===== Input data

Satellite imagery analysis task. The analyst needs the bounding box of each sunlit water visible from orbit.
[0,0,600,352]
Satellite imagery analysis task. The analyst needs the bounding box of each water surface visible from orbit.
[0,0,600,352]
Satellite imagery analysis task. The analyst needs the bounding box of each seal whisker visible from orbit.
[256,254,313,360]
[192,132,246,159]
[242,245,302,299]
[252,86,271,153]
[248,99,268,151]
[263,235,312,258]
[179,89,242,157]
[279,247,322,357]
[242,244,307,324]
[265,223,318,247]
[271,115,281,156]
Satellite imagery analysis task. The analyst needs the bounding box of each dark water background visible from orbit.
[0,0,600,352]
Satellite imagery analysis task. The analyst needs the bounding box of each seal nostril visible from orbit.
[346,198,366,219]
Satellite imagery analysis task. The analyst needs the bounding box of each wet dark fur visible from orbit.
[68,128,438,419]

==========
===== Input data

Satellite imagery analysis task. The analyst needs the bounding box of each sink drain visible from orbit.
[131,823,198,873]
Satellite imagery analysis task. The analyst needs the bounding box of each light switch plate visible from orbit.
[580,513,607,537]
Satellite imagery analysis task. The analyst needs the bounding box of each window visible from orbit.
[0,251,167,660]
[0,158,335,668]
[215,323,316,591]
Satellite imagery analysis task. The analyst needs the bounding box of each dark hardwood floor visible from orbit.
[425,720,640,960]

==========

Work instructions – Render the lines from the line with "floor visible from orbit." to the line with "[425,720,640,960]" as a numbered list, leaving out any blank lines.

Correct answer –
1. Satellite imagery analysis task. The analyst needs the bounding box of each dark hardwood floor visible from orbit.
2. [425,720,640,960]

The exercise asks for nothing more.